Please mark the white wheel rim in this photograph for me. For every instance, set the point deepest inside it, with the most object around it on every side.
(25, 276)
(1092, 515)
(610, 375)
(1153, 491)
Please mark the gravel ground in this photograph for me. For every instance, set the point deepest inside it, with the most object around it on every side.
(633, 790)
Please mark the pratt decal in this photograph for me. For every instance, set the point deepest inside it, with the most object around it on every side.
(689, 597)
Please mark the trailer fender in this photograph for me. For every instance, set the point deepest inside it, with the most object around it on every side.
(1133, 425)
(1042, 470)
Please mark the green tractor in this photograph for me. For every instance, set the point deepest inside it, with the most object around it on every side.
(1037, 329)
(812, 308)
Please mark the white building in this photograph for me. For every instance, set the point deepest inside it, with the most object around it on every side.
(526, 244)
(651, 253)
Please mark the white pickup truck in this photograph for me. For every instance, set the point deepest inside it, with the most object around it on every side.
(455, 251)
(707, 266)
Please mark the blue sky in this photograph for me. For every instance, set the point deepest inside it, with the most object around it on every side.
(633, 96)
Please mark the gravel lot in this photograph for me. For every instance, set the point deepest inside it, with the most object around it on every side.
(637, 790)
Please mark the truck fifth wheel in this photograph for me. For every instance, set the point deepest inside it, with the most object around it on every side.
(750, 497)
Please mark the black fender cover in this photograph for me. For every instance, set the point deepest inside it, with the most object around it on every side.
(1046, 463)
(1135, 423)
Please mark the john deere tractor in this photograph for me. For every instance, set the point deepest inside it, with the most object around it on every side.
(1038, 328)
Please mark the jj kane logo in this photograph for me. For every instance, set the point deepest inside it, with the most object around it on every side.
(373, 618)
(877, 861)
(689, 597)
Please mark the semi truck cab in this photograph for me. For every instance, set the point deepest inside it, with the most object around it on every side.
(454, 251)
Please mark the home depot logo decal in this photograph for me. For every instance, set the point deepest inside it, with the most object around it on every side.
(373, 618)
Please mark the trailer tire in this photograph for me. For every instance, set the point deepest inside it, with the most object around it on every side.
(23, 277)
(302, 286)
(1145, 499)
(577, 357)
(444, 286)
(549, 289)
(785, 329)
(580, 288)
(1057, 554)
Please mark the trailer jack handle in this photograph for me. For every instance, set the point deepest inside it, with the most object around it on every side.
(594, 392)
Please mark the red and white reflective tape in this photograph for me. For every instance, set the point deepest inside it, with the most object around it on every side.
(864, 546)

-------

## What is asked
Set down the material above again, word for word.

## Right answer
Please mark the white wheel rim in this photograph for me. For every instance, set the point deepest inside it, with the most object around it on every side.
(25, 276)
(1092, 515)
(610, 375)
(1153, 491)
Please mark the gravel ground in this photograph for me. For every instance, set the point deepest inside it, with the most object around it on every side.
(633, 790)
Please mark the pratt decal in this photograph for me. For every instance, set the point deepest inside it, with the most object around it on every side.
(689, 597)
Please mark the trailer fender in this photograph for me. For every instance, set the point deepest inside it, with the most object around it on every side.
(1133, 425)
(1042, 470)
Please mark the green tractor in this photograph for me. For every instance, set the point deepest inside it, with the most object around it on every side.
(1037, 329)
(812, 308)
Please mark the white building in this photograph for me. For every instance, set the point deepest inside it, with the most object around it on every side.
(526, 244)
(651, 253)
Please mark the white pickup truck in this photograph for me. For every instance, set the point deepest inside it, with the most object around it on every side.
(455, 251)
(707, 266)
Please mark the blue sky in this photograph for me. For every instance, set the point deepest inside it, with the most object around it on every side.
(633, 96)
Please mark the gravel lot in this photograph for me. For every instance, set the point deepest inside it, with the most object around it on every side.
(637, 790)
Please mark the truck fifth wheel in this photograph for me. For every instance, set the point deepest inside it, with the most object around it on every side.
(750, 497)
Please mark the black fender cover in this photograph for me. For every instance, set the point deepest inside it, with the most object around it on every side.
(1046, 463)
(1135, 423)
Please mark the john deere tractor in this photograph for me. For every instance, set the point deepest inside it, with the most object around it on every side.
(1038, 328)
Please mark the jj kane logo in this photograph for me. For every instance, set the point deepest inside it, with the most object around it on every side.
(373, 618)
(877, 861)
(689, 597)
Please mark the semi truck cab in this photograph for me. For every instance, set the point deepest inside it, with the most object around it on every side.
(454, 251)
Please mark the home depot logo decal in this photograph for me. For every instance, set the point deepest inside it, with the most object around it on every side.
(373, 618)
Please mark the trailer tire in this photograph for me. For every instance, set the point deepest inside it, with the most object around it on every side.
(23, 277)
(302, 286)
(1145, 499)
(577, 357)
(444, 286)
(549, 289)
(785, 329)
(580, 288)
(1057, 554)
Please mark the trailer jack handle in this photograph for me. For every instance, set the point deepest inside it, with the most object around it on every side.
(594, 392)
Please mark the red and white reflective tape in this photograph for me. For every instance, set the point deepest inside it, with the most object around it on every side.
(864, 546)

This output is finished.